- Reading text
········

Although it’s not making international headlines on a daily basis, Supplier Relationship Management (SRM) is one of the most influential elements of a procurement and sourcing strategy. 


SRM is a discipline built for leveraging the relationships between buyer, and supplier, to build value for an organization’s top-line value while cutting bottom line costs. Successful supplier relationship management can have lasting impacts upon an organization’s business-critical KPIs within purchasing, strategic sourcing, and category management activities.   SRM is the chameleon of procurement and sourcing organizations: hard to maintain a stable ownership over, but remains adaptable to multiple environments.


Every business ecosystem that has clearly defined production and purchasing of products, goods, or services has the need for an application of supplier relationship management. But, it’s important to keep in mind that managing relationships with suppliers is an effort that is completely relative to each and every organization. And, with this being said, every organization will reap benefits in different magnitudes from the application of SRM.


Great! Now we have an understanding of supplier relationship management, and it’s benefits, on a very Meta level. But, even if you’re remotely interested at this point, you’re most likely still thinking, ‘this is all rather unsexy’.


Let’s dig a bit deeper, and discuss the benefits of supplier relationship management in a bit more captivating manner.


In the words of Jerry Maguire, “SHOW ME THE MONEYYYYY!”.


That’s right, I’m guessing I have your attention now. Money talks. And the real value of a strategy’s return — such as SRM — is directly correlated with the ability to monetize.





So…


How can your business start seeing a Return On Investment (ROI) from focusing on the execution of SRM?


Consolidation of Supplier Base


Cutting ties within relationships is never easy.


But, many businesses have entirely too many suppliers, especially in manufacturing and retail operations. This typically results in over-complication of production, trading, and purchasing. Also, too dispersed of a supplier base can be a cause of internal confusion/unwarranted competition amongst category leaders and buyers.


Trimming the fat and working with a key supplier base, rather than a loosely distributed supplier base, can lead to top-line savings.


Consolidating suppliers will not only show a return on investment in direct purchasing activities, but your company could very well see better supplier performance and higher product quality.


After surveying multiple sources, the main arguments remained rather unified for supplier consolidation and are as followed:


· Reduced Purchasing Costs: By methodically reducing a supplier base, and locating key suppliers, a purchasing organization is shown to receive better pricing, lower shipping/prices prices and added buying power (Moeller 2015).


· Reduced Supplier Risks: A consolidation, and centralization, of suppliers equates in closer relationships, and a greater focus on key risk areas. This, of course, leads to better abilities for risk aversion (Tripp 2017).


· Reduced Supplier Management Costs: Less suppliers, means less relationships to manage, and more time saved. Believe it or not, the maintenance of supplier relationships can be costly. Observed costs for each supplier relationship was between $700 and $1,400 to source the supplier, set up internal systems, transact purchase and manage the relationship, with the number of FTEs required to manage each $ billion of indirect spend dropping from 141 to 44 between the bottom quartile and top quartile companies” (Moeller 2015).


· More Innovative Supplier Relationships: Developing key supplier relationships can eliminate low-performance suppliers, and ensure the quality of production. Less focus on supplier development will give you more time to focus on product innovation, and allow opportunities for SEI. We will revisit this later.

········

- Record excerpts
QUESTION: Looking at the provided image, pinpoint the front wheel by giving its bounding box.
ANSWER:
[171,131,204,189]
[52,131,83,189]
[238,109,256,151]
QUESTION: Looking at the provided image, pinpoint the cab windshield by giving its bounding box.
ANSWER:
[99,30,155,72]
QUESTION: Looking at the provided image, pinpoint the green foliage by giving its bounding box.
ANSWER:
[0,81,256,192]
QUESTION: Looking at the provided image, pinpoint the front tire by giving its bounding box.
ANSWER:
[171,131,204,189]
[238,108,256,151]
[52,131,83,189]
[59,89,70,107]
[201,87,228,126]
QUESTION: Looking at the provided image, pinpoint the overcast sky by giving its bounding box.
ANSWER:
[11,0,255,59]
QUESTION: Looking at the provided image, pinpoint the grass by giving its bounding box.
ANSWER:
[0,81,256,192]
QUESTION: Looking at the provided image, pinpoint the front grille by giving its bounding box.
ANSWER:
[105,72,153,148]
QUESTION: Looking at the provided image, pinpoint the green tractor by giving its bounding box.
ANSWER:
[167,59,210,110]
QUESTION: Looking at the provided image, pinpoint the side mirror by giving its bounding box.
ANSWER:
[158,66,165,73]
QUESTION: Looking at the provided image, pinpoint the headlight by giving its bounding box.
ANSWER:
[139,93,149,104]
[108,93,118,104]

········

- Requirements
Extend the article on supplier relationship management above, picking up after its final sentence.

- In response
Better Governance, Better Compliance


One of the key benefits of supplier relationship management comes within compliance.


Working with compliant suppliers will aid your company to avoid supplier-related risks, keeping your organizational values in focus, and securing better product quality. Of course, this kind of supplier governance doesn’t come without rolling up your sleeves and digging in the garden. In order to grow long-lasting relationships with compliant suppliers, you have to be ready to plant the seeds early.


Those who are willing to put in the work will see a significant ROI within time saved, and brand-risk aversion.


It all starts with the selection process and utilizing RFIs (requests for information) to ensure you have a solid background understanding of a supplier before tendering (bidding).


A crucial element of the supplier compatibility analysis, in regards to supplier performance, is to ensure compliance with your organizational CoC (code of conduct). Governing CoC compliance is an ongoing task and will require continuing actions such as self-assessments, audits and supplier evaluations.


It is the responsibility of supplier relationship managers — whether it be a specified role or delegated to category managers, strategic purchasing, or sourcing — to methodically implement actions govern suppliers.


Some of these responsibilities might include(but are not limited to):


· Maintain an ever-developing understanding for the market; suppliers, supply base, and global risks.


· Continuously review performance and ensure fulfillment of agreements.


· Benchmark, and maintain the gauging of KPIs, in relation to strategic supplier relationships.


· Communicate goals, and build trust/rapport amongst suppliers (ebrary.net).


· Spot areas for potential supplier development, and allocate internal resources to opportunities for enhanced quality/production.


Better relationships and better rapport lead to productivity, and that is applicable to any organization; whether it is your internal organization or in collaboration with a supplier’s organization.


Collaboration for Innovation


Supplier relationship management allows your procurement org to communicate goals and requirements to suppliers.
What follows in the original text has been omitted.